Hayseed Dixie
with Emma McGrath
Fri 16th Feb 2018 Doors: 8:00 pm / Show: 8:00pm (Showtimes Approx)
The Finest Purveyors of Rock-Grass
£18 Adv / £21 Door

​We love this band so much, we just keep inviting them back. Always a great night being entertained by this hillbilly rock band, Hayseed Dixie always deliver a hilariously raucous night of hard rock covers and original songs. It’s impossible not to smile all the way through a Hayseed Dixie set!! Expect a toe-tappingly brilliant show and a live set that’s impossible to forget!!

Hayseed Dixie

“The Hayseed’s berserk hedonism is indeed refreshing! ★★★★★” - The Guardian

“Hayseed Dixie highlights the worth of mountain music to all things rock: energy, dirt-punk rhythm, careening harmonies and the fundamental right of all no-good fuck-ups to raise hell come Saturday night.” - Uncut

“Superlative musicians with a deep love and understanding of the dynamics of both modern rock and ancient hillbilly music” - The Times

“I enjoyed this and . . . on further investigation . . . it’s not good . . . it’s fabulous!” – Brian May, Queen

“This is great! I can’t wait to get the royalty check!” - Gene Simmons, KISS

Hayseed Dixie began one innocent Summer day in 2000 when John Wheeler and Mike Daly drank roughly enough whiskey to float a battleship from the Florida Coast over to Portugal and back and decided to play around in John’s studio. Having spent the previous few years touring around with assorted country hat-acts, John had assembled a proper pile of recording equipment. Thus when he and Mike discovered in their drunken epiphany that the Lost Highway of Reverend Hank Williams and the Highway to Hell of Bishop Bon Scott were indeed the same identical stretch of tarmac, they were well and truly prepared to document this revelation in situ.

+ + +

- [Exercise details] According to the Hayseed Dixie concert listing, who started the band, and in what year?

- [Material provided]
+ + +

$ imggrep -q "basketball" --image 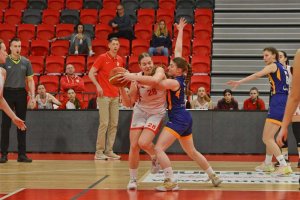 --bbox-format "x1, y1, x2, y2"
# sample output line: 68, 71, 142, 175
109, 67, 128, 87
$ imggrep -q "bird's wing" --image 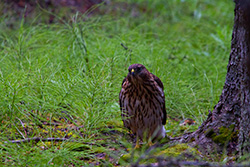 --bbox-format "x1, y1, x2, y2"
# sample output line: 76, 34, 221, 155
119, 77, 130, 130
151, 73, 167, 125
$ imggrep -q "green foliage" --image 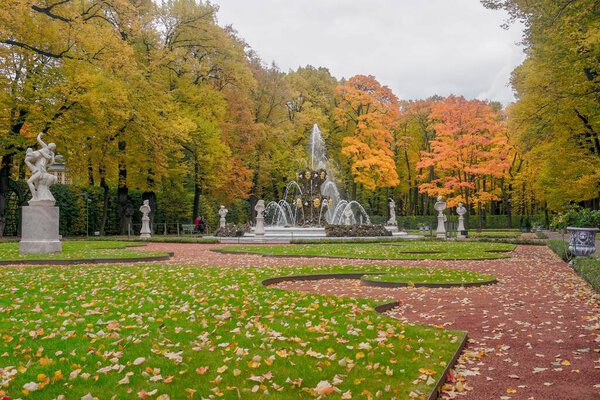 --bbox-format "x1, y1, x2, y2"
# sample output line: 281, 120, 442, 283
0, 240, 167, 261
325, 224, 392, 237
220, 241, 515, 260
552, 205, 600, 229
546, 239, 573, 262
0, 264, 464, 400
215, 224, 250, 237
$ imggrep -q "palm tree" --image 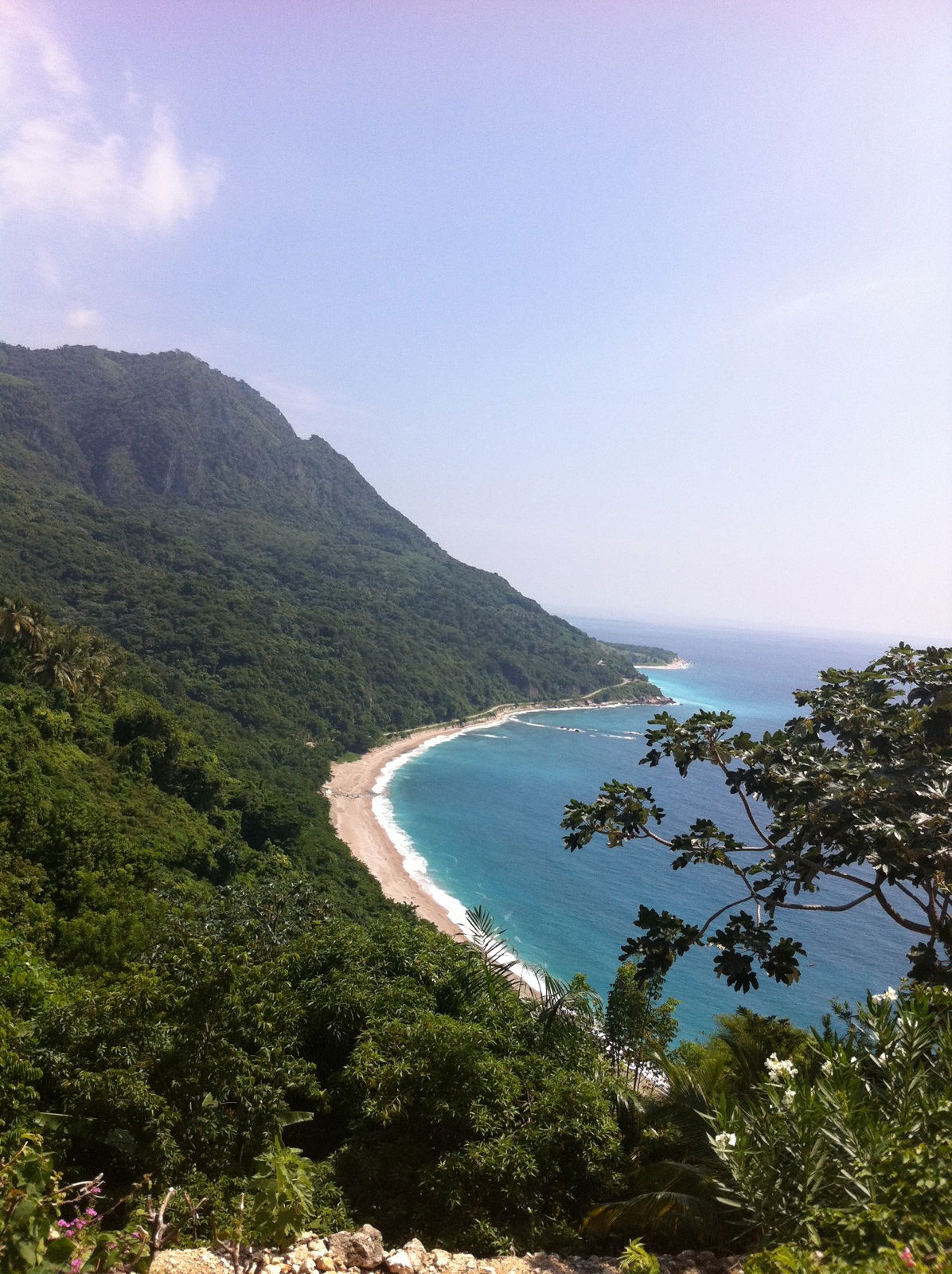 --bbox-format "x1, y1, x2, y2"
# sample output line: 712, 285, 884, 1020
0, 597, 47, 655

+ + +

- [Task response] John Wheeler and Mike Daly, in 2000.